*Questions on the material*
1: Using the DIY fundraising text, answer each question below. Label your answers (a), (b), and (c), one per line.
(a) Which campaign goals qualify for Water Mission's DIY-fundraising tool kit?
(b) On what date is World Vision's Global 6K for Water drive to be held?
(c) Since when has Megan Rouse managed Susan G. Komen's DIY program?
2: For each statement below, decide whether the DIY fundraising text supports it. Answer yes or no, and quote the words from the text that decide it. Label your answers (a), (b), and (c).
(a) Water Mission's kit includes a news-release template.
(b) John Overy is director of digital marketing for Water Mission.
(c) Megan Rouse spends less than a quarter of her time on the phone each day.
3: Copy the passage of the DIY fundraising text exactly. Begin at the words "Tips and Webinars" and stop after "a large campaign.".

[[ Document text, beginning ]]

Part of the reason for the campaign’s success, she says, is that supporters can access items like banners, balloons, and cups with the campaign’s logo to use in their events. The drive’s Facebook page is littered with people wearing “Longest Day” T-shirts at their individual events.

“It unites them in a common goal, and it really gives them a sense of joining the Alzheimer’s movement,” Ms. McCullough says.

Tips and Webinars

Many groups that have a DIY program provide tips and other resources for people raising money.

Water Mission, for instance, gives a DIY-fundraising tool kit to campaigns with goals of raising between $10,000 and $30,000. The clean-water charity’s kit includes customizable posters and fliers, a news-release template, and a fundraising tip sheet.

For World Vision’s Global 6K for Water drive, to be held May 6, the aid charity held regular webinars to educate people on the cause and talk about challenges and advice for hosting a six-kilometer walk on behalf of the organization. The web­inars helped “create a sense of community early on,” says John Overy, director of digital marketing for World Vision, by making supporters feel like they were part of a large campaign.

Tending the Grass Roots

Many nonprofits have failed to provide enough help to DIY fundraisers to take full advantage of what they have to offer, experts say. Small groups in particular struggle to find the resources they need to make the programs successful.

For small groups that want to try peer-to-peer fundraising, however, DIY events may be a good low-cost alternative to hosting large runs or walks, says Mr. Hessekiel. Small organizations need to assess how much staff time they can devote to the program and should keep their expectations modest.

“Nobody is going to raise — other than in fluky situations — huge amounts of predictable, long-term money unless that are able to dedicate staff in order to make these programs really sing,” Mr. Hessekiel says.

Organizations with growing grass-roots programs tend to spread among several staff members the work of monitoring DIY platforms, thanking organizers, and answering their questions — or they have dedicated a full-time employee to handle most of those tasks.

Still, even large organizations say keeping up with all the events can be challenging.

Online fundraising tools boost results by allowing users to let their creative juices flow.

“I’m a one-man shop,” says Megan Rouse, who has managed Susan G. Komen’s DIY program since last July. She says she spends more than a third of her time on the phone daily, mostly providing guidance and encouragement to organizers or trying to rouse dormant campaigns.

[[ Document text, end ]]
[[ Material supplied, beginning ]]

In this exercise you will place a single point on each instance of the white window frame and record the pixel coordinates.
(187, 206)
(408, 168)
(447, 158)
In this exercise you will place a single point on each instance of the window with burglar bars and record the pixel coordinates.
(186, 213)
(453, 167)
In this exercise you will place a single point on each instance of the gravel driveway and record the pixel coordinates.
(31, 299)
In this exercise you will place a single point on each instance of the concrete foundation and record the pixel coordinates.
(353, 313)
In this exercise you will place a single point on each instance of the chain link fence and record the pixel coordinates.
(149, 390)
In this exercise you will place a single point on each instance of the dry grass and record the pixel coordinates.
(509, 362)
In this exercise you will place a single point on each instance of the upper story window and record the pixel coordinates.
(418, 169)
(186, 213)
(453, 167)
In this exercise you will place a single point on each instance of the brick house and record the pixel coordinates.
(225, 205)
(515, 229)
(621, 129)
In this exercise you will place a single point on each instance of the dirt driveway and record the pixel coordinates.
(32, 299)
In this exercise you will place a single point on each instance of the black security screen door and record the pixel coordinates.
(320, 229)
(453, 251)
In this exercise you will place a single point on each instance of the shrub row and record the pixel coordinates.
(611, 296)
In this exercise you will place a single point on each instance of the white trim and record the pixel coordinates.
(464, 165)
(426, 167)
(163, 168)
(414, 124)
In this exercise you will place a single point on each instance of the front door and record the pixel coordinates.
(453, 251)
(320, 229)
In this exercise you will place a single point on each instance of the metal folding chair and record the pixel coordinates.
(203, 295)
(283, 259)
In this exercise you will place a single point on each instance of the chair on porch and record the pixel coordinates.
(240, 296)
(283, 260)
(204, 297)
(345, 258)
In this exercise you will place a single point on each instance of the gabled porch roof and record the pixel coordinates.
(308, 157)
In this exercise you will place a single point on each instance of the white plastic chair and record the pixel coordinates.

[[ Material supplied, end ]]

*Answers to this exercise*
1:
(a) Goals of raising between $10,000 and $30,000.
(b) May 6.
(c) Since last July.

2:
(a) Yes: "The clean-water charity’s kit includes customizable posters and fliers, a news-release template, and a fundraising tip sheet."
(b) No: "says John Overy, director of digital marketing for World Vision"
(c) No: "She says she spends more than a third of her time on the phone daily"

3:
Tips and Webinars

Many groups that have a DIY program provide tips and other resources for people raising money.

Water Mission, for instance, gives a DIY-fundraising tool kit to campaigns with goals of raising between $10,000 and $30,000. The clean-water charity’s kit includes customizable posters and fliers, a news-release template, and a fundraising tip sheet.

For World Vision’s Global 6K for Water drive, to be held May 6, the aid charity held regular webinars to educate people on the cause and talk about challenges and advice for hosting a six-kilometer walk on behalf of the organization. The web­inars helped “create a sense of community early on,” says John Overy, director of digital marketing for World Vision, by making supporters feel like they were part of a large campaign.